● DATA
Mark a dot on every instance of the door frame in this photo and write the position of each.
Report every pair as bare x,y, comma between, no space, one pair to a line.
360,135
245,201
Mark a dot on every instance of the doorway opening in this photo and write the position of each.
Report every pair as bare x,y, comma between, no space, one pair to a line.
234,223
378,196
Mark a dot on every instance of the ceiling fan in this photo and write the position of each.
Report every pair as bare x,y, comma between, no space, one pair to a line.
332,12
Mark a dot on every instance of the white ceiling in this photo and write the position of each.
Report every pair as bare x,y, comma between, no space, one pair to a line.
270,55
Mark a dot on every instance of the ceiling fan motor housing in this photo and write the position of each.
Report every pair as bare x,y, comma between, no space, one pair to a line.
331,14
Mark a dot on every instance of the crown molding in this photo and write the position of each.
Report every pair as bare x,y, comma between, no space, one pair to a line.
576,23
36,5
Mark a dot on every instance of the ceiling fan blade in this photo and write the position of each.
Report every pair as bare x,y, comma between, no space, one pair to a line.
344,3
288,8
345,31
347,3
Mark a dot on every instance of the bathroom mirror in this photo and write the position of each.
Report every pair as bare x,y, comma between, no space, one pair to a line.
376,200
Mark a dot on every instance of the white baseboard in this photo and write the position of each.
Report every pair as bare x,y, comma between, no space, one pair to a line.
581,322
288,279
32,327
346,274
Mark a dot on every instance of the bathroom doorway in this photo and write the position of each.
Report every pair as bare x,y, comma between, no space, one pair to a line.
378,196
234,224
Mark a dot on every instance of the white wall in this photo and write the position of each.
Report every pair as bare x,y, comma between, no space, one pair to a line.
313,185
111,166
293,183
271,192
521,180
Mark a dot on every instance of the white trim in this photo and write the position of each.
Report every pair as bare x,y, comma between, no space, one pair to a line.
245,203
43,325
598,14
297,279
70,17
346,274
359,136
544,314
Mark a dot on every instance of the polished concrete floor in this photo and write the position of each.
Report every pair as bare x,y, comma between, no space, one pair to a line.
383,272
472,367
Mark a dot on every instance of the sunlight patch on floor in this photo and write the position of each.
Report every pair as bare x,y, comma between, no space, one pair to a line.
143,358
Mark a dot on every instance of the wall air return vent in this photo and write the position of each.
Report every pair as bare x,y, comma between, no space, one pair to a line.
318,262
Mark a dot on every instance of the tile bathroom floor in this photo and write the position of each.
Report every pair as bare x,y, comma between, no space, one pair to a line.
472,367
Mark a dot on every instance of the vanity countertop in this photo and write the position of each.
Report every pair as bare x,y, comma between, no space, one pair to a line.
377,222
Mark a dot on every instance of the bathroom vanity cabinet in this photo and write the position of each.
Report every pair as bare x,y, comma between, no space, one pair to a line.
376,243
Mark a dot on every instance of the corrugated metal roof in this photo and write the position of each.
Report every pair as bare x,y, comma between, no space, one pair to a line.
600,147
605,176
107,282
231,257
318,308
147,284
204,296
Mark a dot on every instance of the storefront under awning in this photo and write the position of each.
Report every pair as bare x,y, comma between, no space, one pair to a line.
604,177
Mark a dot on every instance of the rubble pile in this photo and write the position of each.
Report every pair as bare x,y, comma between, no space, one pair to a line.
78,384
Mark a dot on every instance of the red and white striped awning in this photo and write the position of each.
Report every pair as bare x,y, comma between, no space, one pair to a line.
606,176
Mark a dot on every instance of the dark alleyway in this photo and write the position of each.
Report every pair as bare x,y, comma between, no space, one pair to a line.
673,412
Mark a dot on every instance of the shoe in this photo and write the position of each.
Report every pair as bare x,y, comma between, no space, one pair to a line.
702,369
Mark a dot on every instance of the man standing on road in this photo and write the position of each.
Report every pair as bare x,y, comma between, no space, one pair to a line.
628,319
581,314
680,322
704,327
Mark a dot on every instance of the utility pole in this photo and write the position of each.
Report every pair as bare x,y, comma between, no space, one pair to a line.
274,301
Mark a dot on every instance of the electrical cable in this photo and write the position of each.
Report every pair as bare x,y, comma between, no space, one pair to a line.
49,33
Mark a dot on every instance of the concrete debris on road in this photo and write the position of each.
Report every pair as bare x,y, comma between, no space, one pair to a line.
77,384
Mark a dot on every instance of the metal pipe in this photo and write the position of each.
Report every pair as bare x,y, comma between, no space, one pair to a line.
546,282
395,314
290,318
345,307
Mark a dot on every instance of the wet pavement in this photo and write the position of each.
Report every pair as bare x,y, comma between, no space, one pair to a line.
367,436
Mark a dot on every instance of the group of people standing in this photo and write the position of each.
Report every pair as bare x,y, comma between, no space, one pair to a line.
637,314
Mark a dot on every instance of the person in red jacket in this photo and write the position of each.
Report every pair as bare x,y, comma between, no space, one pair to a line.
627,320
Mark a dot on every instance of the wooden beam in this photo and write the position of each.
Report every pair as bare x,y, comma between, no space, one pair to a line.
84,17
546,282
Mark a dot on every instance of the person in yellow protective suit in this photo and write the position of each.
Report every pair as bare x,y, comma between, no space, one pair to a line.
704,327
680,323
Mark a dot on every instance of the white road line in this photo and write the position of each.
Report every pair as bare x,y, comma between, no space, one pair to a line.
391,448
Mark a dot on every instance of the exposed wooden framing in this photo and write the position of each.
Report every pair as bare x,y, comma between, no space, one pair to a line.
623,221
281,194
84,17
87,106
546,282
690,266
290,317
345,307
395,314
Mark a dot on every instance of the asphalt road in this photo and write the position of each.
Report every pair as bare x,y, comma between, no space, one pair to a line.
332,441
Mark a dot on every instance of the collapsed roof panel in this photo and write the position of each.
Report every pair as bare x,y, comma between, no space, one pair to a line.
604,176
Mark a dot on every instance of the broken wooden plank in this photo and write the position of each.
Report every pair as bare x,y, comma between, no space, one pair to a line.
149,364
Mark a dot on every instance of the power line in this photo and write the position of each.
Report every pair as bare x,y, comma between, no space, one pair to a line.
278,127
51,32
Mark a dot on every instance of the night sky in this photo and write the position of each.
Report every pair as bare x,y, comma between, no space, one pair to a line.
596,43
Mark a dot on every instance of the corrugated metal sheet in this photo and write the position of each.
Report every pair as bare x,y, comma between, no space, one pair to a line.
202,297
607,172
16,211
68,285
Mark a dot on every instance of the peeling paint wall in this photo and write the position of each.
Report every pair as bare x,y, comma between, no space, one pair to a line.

● REQUIRED ACTION
Output every line above without altering anything.

● PROBLEM SOLUTION
Mark a dot on every instance of the door frame in this photo and write the position of each.
Report every pair as bare x,y, comma between, no space, one pair to a line.
360,135
245,201
Mark a dot on every instance of the doorway opening in this photo and write the position of each.
Report every pair as bare x,y, comma between, no space, one pair to a line.
234,223
378,196
Mark a dot on every instance of the ceiling fan in this photo and write the position of each.
Report every pair as bare x,y, comma between, no space, one pair to a line.
332,12
Mark a dot on every instance of the white ceiling in this photo and write the position of each.
Report every pair as bare x,y, comma between, no space, one pair to a line.
270,55
Mark a dot on every instance of the ceiling fan motor housing in this photo and write the position of each.
Report every pair as bare x,y, comma between, no space, one pair to a line.
331,14
Mark a dot on every instance of the crown molding in this photo and write the position of each.
Report every pair as bare x,y, comma between, no space, one pair to a line.
576,23
36,5
Mark a dot on every instance of the ceiling fan blade in this photo and write the position of each.
Report every pair as bare x,y, comma between, no space, one pair to a line.
344,3
288,8
345,31
347,3
Mark a dot on every instance of the bathroom mirror in this photo and write the position of each.
Report every pair as bare x,y, comma between, no space, one pair to a line.
376,200
Mark a dot on every instance of the white baseboard in this photo and write the position of each.
Report every pair as bare x,y, comma between, no space, one pair to a line.
581,322
288,279
32,327
346,274
Mark a dot on every instance of the bathroom doorway in this photo and write the position of each.
Report every pair as bare x,y, comma between, no space, one pair to a line.
378,196
234,224
Mark a dot on every instance of the white wall in this photo and write the position of each.
Report every pair as bare x,y, comma between, no space, one pair to a line.
313,185
111,166
293,183
271,192
521,180
Mark a dot on every instance of the white trim in this photo and write the position of each.
Report every pair as bare x,y, comma between, no space, one pair to a line.
245,203
43,325
598,14
297,279
70,17
346,274
359,136
544,314
Mark a dot on every instance of the polished concrete floor in this photo and write the position of each.
Report every pair as bare x,y, comma between, no space, one pair to a line.
383,272
472,367
Mark a dot on every instance of the sunlight patch on floor in this photo and write the position of each.
Report every pair as bare x,y, comma between, no space, one pair to a line.
143,358
Mark a dot on every instance of the wall air return vent in this photo and write the position of each.
Report every pair as bare x,y, comma between, no space, one pair to a line.
318,262
Mark a dot on every instance of the tile bathroom floor in this photo and write the position of each.
Report every pair as bare x,y, comma between, no space, one pair to a line.
472,367
Mark a dot on every instance of the vanity countertop in this photo and write the position of each.
Report every pair as bare x,y, comma between, no space, one pair to a line.
377,222
Mark a dot on every instance of the bathroom vanity cabinet in this photo and write the position of each.
Report every pair as bare x,y, comma between, no space, one pair to a line.
376,243
Mark a dot on every instance of the corrugated metal roof in this photo and write the position of each.
Report every pair as bare x,y, comma between, no space, one pair to a line.
600,147
605,176
107,282
231,257
318,308
147,284
204,296
Mark a dot on every instance of the storefront under awning in this photo and write the position of each.
Report every pair as bare x,y, comma between, no space, one pair to a line.
604,177
Mark a dot on every instance of the rubble pile in this photo and write the position of each.
Report every pair as bare x,y, comma between, no space, one pair to a line.
78,384
Mark a dot on every instance of the red and white striped awning in this photo and write the position of each.
Report every pair as bare x,y, comma between, no space, one pair to a line.
606,176
Mark a dot on every instance of the dark alleyway in this photo and write the position of each.
Report every pair as bare x,y, comma between, no space, one pair to a line.
673,412
Mark a dot on every instance of the shoe in this photo and write the position of each.
Report every pair as bare x,y, comma between, no space, one pair to a line.
702,369
Mark a dot on every instance of the man standing on road in this photo and write the position of each.
Report every pair as bare x,y, comma between, no space, one pair to a line.
628,319
581,314
680,322
704,327
Mark a dot on every instance of the utility pole in this photo and write the position of each.
Report every pair as bare x,y, comma between, no space, one pair to a line.
274,301
Mark a dot on every instance of the electrical cable in this photo and write the position of each.
Report every pair as bare x,y, comma between, no space, one pair to a line.
49,33
Mark a dot on every instance of the concrete debris on road in this photo and write the position of each.
Report every pair as bare x,y, comma between, no space, one pair to a line.
77,384
Mark a dot on every instance of the metal pipe in this photo and write the position of each.
Report every pair as bare x,y, comma between, no space, one pair to a line.
546,282
395,314
290,318
345,307
Mark a dot on every instance of the wet pavement in this photo and write the position of each.
Report every pair as bare x,y, comma between, no space, one pair to a line.
367,436
Mark a dot on every instance of the group of people standing in this photo and write the position of each.
Report every pair as bare x,y, comma between, no space, one pair to a line.
637,314
Mark a dot on every instance of the person in red jacket in this photo and write the position of each.
Report every pair as bare x,y, comma between, no space, one pair to a line.
627,320
Mark a dot on every instance of the wooden beam in this photo and write the position of each.
Report every pair as bare x,y, comma between, no space, one pair to a line.
84,17
546,282
Mark a dot on every instance of the person in yellow protective suit in this photo and write the position of each.
Report every pair as bare x,y, comma between, no space, one pair to a line.
704,327
680,323
Mark a dot on every instance of the white road line in this photo and write the position of each.
Report every pair as bare x,y, comma between, no space, one pair to a line.
391,448
Mark a dot on every instance of the exposed wooden framing in this photo and write the position of each.
Report every pair as bare x,y, comma between, no space, one pair to a line.
623,221
281,194
84,17
87,106
546,282
690,266
290,317
345,307
395,314
Mark a dot on every instance of the asphalt road in this photo and write the position of each.
Report every pair as bare x,y, comma between, no space, one pair to a line.
332,441
Mark a dot on every instance of the collapsed roof panel in this photo and write the position of each.
Report every pair as bare x,y, comma between, no space, one pair to a line.
604,176
Mark a dot on every instance of the broken wooden plank in this photo and write the position of each.
Report every pair as bare x,y, comma between, no space, one pair to a line.
149,364
Mark a dot on every instance of the power line in this photo and write the position of each.
Report every pair as bare x,y, comma between, no space, one pair to a line.
278,127
51,32
Mark a dot on every instance of the night sky in this photo and write the position of each.
Report every pair as bare x,y, comma between, no space, one pair to a line.
596,43
Mark a dot on every instance of the corrugated metal sheet in this photo and write the position of each.
Report every pair as bare x,y, comma between, no space, one pair to a line.
202,297
607,172
16,211
68,285
Mark a dot on every instance of the peeling paint wall in this photo and write the position of each.
Report every pair as bare x,y, comma between, no space, one pair to a line.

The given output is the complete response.